# Document passage:
Legalization of Cannabis for Medical Use in Thailand
Regardless of the purpose, making cannabis available for the general public remains a highly controversial and debatable issue. Laws around the world either ban or restrict its cultivation, distribution, sale or use primarily because of its established adverse psychological effects. Until recent years, advocates for the narcotic are slowly gaining ground across several countries. Thailand is one of them with its recently signed royal decree allowing the possession and use of cannabis in limited quantities.
The Narcotics Act of B.E. 2522 (1979)
The Narcotics Act of B.E. 2522 specifically identified cannabis as an illegal substance which belongs to Category 5 and a violation thereof carries hefty prison terms and heavy fines. Depending on the type of illegal activity relating to cannabis, a person may be imprisoned between a year up to 15 years and/or a fine of not less than 40,000 Baht to not more than 1,500,000 Baht.
With the royal decree signed by His Majesty the King, the cultivation and possession of cannabis is now legal provided that the individual or party interested in procuring the psychotropic drug is eligible. Among those eligible are patients with prescriptions, licensed and certified medical professionals, health-related government agencies, state-registered agricultural community programs, and certified international logistics and transportation operators.

# Excerpted data:
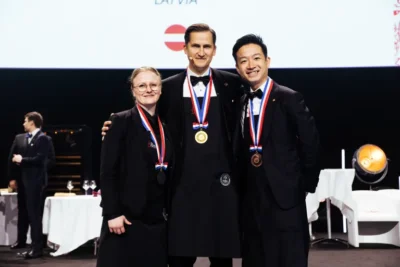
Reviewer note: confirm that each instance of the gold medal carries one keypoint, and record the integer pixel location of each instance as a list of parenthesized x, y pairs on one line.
[(256, 160), (201, 137)]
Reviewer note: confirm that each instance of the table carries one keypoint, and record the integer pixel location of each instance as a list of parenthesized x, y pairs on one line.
[(8, 218), (71, 221), (335, 185)]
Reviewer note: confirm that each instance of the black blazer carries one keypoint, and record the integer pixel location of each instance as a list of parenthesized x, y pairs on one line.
[(35, 156), (290, 146), (170, 106), (126, 166)]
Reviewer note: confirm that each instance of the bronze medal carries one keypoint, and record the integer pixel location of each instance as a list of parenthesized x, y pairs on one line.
[(256, 160), (161, 178)]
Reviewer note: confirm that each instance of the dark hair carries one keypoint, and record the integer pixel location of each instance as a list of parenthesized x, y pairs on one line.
[(199, 27), (249, 39), (36, 117)]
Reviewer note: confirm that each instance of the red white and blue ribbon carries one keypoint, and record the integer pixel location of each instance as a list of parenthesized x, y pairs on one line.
[(160, 150), (200, 113), (255, 134)]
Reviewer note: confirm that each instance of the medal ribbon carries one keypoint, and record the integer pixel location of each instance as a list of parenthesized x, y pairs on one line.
[(256, 135), (160, 150), (201, 114)]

# Apply what you read:
a) From the text on legalizing medical cannabis in Thailand, list every party the royal decree names as eligible to cultivate and possess cannabis.
b) Restate as a short bulleted list the paragraph that begins "The Narcotics Act of B.E. 2522 specifically identified" in the text on medical cannabis in Thailand.
c) Write the next part of the text on medical cannabis legalization in Thailand, starting after its final sentence.

# Answers:
a)
- Patients with prescriptions
- Licensed and certified medical professionals
- Health-related government agencies
- State-registered agricultural community programs
- Certified international logistics and transportation operators

b)
- The Narcotics Act of B.E. 2522 classified cannabis as an illegal Category 5 substance.
- Violations could bring a prison term of one to 15 years, a fine, or both.
- Fines ranged from 40,000 Baht to 1,500,000 Baht.
- The penalty depended on the type of illegal activity involving cannabis.

c)
Individuals or entities involved in conducting research activities using cannabis are now be spared from being imposed with penalties or fined provided that they have satisfied the stringent requirements set forth by the government.
Highlights of the Royal Decree
Unique degrees of compliance is needed to be satisfied by modern and traditional practitioners of medicine, researchers, juridical entities and individuals for them to import, cultivate, possess and or distribute cannabis.
- Individual – As an example, an individual may opt to apply for a license to possess and use cannabis because of a certain medical condition provided that he is a Thai national residing within Thailand otherwise he may choose not to obtain a license if he has, in his possession, a prescription provided for by his duly accredited physician.
- Juridical Entity – If the applicant is a legal company; laws relating to narcotics, illegal drug use and those covering the entity’s operations are all applicable.
- The establishment is compliant to applicable Thai laws.
- Majority of the shareholders and directors are Thai nationals (at least two-thirds).
- Company office must be located in Thailand.
What to do
Prior to the conduct of any activities relating to cannabis, it is only prudent for individuals, juridical entities or any interested parties to consult with the key Thai government offices or to law firms in the country to ensure compliance with the Kingdom’s laws on narcotics. This is especially advised since the amendments are recent and that legal statutes, processes and government procedures are set to be modified or changed to accommodate the updated provisions of the law.
This option may be tedious, financially-challenging and time-consuming for some but the only way to ensure compliance is doing the proper way of having a cannabis-related business venture, research or obtaining a proper license for personal medical use. Approaching firms or individuals with questionable, non-existent or inexperienced in providing services in complying with Thai laws and regulations must likewise be avoided thereby the background of service providers must also be counter-checked.